§ **Task to carry out**: Rewrite the part of the records that opens with the line containing "Does the glazed" and runs through the end of the records, both ends included. Keep every line, requests too, and add 144 to each bounding-box coordinate in the answers.

◇ ◇ ◇

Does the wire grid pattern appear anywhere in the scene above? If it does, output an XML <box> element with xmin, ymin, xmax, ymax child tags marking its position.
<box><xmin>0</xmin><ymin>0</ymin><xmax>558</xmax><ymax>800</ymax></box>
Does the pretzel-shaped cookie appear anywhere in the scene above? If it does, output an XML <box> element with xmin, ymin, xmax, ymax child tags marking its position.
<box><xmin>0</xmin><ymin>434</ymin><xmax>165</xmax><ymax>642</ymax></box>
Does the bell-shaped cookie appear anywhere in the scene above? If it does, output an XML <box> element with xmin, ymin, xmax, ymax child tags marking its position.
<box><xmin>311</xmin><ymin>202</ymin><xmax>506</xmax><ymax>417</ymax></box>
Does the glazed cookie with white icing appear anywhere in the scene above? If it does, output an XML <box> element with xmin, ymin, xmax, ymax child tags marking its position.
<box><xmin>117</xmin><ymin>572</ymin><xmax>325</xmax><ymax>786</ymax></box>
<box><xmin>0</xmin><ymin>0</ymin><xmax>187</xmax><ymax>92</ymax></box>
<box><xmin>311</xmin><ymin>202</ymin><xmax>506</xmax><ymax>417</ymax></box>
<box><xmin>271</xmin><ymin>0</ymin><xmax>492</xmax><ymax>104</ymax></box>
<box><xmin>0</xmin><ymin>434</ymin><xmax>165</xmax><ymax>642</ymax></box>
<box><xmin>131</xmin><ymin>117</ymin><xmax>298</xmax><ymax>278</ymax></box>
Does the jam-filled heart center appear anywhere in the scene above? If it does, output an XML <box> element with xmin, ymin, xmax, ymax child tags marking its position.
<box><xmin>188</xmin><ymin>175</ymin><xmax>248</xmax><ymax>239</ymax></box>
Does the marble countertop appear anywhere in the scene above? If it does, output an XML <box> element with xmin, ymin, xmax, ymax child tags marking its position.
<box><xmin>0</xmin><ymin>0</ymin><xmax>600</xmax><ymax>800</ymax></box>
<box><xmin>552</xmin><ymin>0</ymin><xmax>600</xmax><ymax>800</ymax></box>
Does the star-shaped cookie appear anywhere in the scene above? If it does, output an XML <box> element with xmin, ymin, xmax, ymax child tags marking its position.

◇ ◇ ◇

§ **Solution to this exercise**:
Does the glazed cookie with white icing appear anywhere in the scene above? If it does, output an XML <box> element with xmin, ymin, xmax, ymax child tags marking its position.
<box><xmin>261</xmin><ymin>716</ymin><xmax>469</xmax><ymax>930</ymax></box>
<box><xmin>144</xmin><ymin>144</ymin><xmax>331</xmax><ymax>236</ymax></box>
<box><xmin>455</xmin><ymin>346</ymin><xmax>650</xmax><ymax>561</ymax></box>
<box><xmin>415</xmin><ymin>144</ymin><xmax>636</xmax><ymax>248</ymax></box>
<box><xmin>144</xmin><ymin>578</ymin><xmax>309</xmax><ymax>786</ymax></box>
<box><xmin>275</xmin><ymin>261</ymin><xmax>442</xmax><ymax>422</ymax></box>
Does the jam-filled heart center appear anywhere in the scene above? If it does, output an XML <box> element with xmin, ymin, xmax, ymax child tags marking its position.
<box><xmin>332</xmin><ymin>319</ymin><xmax>392</xmax><ymax>383</ymax></box>
Does the marble countertop appear anywhere in the scene above? If it does, output an XML <box> element with xmin, ymin, xmax, ymax child tags marking its position.
<box><xmin>144</xmin><ymin>144</ymin><xmax>744</xmax><ymax>944</ymax></box>
<box><xmin>696</xmin><ymin>144</ymin><xmax>744</xmax><ymax>944</ymax></box>
Does the star-shaped cookie appear anywhere in the scene above? If it does, output an XML <box> element with xmin, ymin, xmax, ymax child tags marking its position.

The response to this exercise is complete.